>> start Supplied text

Table 1 shows the zero-order intercorrelations among students' previous academic achievement, mothers' influence, competence beliefs, math attitudes, effort, and learning strategies [Insert table One]. Mothers' influence positively related to students' academic achievement, learning strategies, competence beliefs, math attitudes, and performance and learning goal orientations, but it did not relate to their effort. Students' learning goal and performance goal orientations positively related to their learning strategies. In addition, positive relation appeared between them. Students' motivational variables were positively correlated to each other: no relation between math attitudes and performance goal orientation.

Structural Equation Modeling

We performed structural equation modeling to further clarify the relations among variables by using EQS (Bentler & Wu, 1995). Confirmatory Factor Analysis (CFA) allows researchers to test more precisely the hypothesized structure of a set of factors. To choose good fit indices, we considered that a good fit index should have a large model misspecification effect accompanied with trivial effects of sample size, distribution, and estimation method (Hu & Bentler, 1998). So, we used fit indices, such as chi-square, TLI (Turket-Lewis Index), CFI (Comparative Fit Index), SRMR (Standardized Root-Mean-Square Residual), and RMSEA (Root Mean-Mean-Square Error of Approximation).

>> end Supplied text
>> start Information given

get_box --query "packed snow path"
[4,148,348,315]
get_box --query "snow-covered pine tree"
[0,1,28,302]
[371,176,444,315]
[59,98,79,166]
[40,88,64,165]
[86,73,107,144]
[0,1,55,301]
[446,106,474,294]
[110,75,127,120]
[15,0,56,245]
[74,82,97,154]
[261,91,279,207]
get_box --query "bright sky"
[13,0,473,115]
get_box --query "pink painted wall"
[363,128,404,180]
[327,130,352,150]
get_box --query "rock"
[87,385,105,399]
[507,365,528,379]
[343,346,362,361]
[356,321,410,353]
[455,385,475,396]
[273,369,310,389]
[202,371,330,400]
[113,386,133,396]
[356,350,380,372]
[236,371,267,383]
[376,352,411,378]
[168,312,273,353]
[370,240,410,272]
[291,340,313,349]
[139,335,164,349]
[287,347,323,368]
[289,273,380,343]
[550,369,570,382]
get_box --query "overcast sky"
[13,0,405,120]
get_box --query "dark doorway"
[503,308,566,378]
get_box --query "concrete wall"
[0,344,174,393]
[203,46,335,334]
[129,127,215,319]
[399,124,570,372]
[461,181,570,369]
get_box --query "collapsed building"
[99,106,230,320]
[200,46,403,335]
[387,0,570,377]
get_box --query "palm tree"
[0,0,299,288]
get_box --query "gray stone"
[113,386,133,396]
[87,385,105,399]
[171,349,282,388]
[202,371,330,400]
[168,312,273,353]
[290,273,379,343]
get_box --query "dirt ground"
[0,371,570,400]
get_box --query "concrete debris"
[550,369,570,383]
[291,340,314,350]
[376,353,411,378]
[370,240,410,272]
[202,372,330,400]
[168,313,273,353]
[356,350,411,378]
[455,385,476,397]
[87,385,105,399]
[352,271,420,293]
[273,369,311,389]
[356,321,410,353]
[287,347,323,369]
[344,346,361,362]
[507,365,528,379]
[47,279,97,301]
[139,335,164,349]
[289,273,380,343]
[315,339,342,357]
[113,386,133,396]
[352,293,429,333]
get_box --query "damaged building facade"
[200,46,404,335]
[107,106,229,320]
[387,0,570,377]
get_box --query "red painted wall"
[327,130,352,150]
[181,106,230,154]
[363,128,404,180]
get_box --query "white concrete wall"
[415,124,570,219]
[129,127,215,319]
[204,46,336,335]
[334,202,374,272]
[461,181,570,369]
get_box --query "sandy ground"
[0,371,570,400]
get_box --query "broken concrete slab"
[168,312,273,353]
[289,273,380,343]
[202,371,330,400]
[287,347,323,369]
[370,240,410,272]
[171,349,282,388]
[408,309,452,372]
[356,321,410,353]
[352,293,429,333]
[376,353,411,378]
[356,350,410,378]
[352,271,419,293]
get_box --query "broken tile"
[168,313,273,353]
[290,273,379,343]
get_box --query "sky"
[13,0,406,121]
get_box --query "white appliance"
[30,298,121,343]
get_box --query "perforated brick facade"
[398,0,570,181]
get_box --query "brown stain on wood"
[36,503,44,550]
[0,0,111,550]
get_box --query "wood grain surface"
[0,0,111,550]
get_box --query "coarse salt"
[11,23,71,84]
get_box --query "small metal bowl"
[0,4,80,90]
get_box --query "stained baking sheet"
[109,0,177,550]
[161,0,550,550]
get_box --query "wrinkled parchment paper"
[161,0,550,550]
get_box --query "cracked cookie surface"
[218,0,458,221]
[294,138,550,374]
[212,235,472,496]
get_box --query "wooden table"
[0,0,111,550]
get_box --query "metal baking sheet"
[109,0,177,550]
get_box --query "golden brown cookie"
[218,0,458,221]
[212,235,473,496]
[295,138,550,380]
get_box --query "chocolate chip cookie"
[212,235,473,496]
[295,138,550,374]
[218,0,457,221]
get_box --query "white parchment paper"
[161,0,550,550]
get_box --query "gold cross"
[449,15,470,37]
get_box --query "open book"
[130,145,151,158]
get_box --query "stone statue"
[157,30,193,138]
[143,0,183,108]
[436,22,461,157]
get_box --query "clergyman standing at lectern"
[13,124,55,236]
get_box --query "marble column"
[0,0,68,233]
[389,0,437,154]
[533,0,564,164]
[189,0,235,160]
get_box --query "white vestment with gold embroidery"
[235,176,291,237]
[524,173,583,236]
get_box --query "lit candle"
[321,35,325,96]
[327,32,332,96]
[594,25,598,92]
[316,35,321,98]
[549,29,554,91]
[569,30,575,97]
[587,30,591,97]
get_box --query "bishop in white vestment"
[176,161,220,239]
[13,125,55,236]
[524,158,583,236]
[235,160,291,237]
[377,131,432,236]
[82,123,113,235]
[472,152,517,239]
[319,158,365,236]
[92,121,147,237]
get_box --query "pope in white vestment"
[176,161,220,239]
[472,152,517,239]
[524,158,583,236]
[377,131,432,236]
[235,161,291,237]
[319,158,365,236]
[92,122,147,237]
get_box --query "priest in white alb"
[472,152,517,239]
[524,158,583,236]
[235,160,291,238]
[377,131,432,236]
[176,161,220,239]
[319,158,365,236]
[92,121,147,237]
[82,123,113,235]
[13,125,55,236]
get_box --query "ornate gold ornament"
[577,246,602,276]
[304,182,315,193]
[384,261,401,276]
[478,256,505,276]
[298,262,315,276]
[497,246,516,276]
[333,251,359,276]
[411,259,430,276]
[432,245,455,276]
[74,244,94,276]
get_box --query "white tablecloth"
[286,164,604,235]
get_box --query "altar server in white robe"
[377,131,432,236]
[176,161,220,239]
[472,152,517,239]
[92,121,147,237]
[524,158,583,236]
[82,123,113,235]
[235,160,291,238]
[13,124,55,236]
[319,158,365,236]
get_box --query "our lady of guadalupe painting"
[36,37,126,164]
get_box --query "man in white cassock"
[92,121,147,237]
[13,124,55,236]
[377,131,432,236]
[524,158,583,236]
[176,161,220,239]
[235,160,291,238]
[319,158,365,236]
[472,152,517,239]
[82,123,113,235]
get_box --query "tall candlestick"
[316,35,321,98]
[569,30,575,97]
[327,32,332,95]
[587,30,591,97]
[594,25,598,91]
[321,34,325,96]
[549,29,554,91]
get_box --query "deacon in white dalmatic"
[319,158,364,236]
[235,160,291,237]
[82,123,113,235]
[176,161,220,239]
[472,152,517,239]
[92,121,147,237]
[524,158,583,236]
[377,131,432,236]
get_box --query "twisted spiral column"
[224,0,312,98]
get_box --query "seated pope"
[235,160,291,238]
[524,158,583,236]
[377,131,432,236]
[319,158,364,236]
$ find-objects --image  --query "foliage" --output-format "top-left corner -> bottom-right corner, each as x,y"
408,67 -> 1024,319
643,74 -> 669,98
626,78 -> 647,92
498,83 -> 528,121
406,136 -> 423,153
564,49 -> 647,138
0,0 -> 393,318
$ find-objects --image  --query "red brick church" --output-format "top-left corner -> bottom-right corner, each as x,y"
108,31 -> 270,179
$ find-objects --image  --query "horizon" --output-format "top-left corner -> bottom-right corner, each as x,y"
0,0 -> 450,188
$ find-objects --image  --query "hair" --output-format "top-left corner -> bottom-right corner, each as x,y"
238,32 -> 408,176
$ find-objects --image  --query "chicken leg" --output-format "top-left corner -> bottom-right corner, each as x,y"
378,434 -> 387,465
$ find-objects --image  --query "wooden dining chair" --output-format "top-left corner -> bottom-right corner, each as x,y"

>> end Information given

**Instruction A**
Rewrite the paragraph of the study excerpt that begins "We performed structural equation modeling" as a short bulleted list that keeps its main facts.
**Instruction B**
Give the part of the study excerpt starting with "Table 1 shows" and going on through "performance goal orientation." again, changing "effort" to "persistence" wherever it appears.
**Instruction C**
In the study excerpt, which software did the researchers use to perform structural equation modeling?

**Correct result A**
- Structural equation modeling was run in EQS (Bentler & Wu, 1995) to clarify the relations among variables.
- Confirmatory Factor Analysis (CFA) tests the hypothesized structure of a set of factors more precisely.
- Following Hu & Bentler (1998), the chosen fit indices had a large model misspecification effect and only trivial effects of sample size, distribution, and estimation method.
- The indices used were chi-square, TLI, CFI, SRMR, and RMSEA.

**Correct result B**
Table 1 shows the zero-order intercorrelations among students' previous academic achievement, mothers' influence, competence beliefs, math attitudes, persistence, and learning strategies [Insert table One]. Mothers' influence positively related to students' academic achievement, learning strategies, competence beliefs, math attitudes, and performance and learning goal orientations, but it did not relate to their persistence. Students' learning goal and performance goal orientations positively related to their learning strategies. In addition, positive relation appeared between them. Students' motivational variables were positively correlated to each other: no relation between math attitudes and performance goal orientation.

**Correct result C**
EQS (Bentler & Wu, 1995).